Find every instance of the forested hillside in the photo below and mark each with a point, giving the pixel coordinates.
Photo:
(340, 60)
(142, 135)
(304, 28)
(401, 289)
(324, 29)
——————————
Goal: Transcribe the listing above line by line, leaving every character unchanged.

Result of this task:
Find every instance of the forested hillside in the photo below and mark each with a point, giving the pixel coordinates.
Photo:
(340, 60)
(142, 135)
(304, 28)
(401, 289)
(324, 29)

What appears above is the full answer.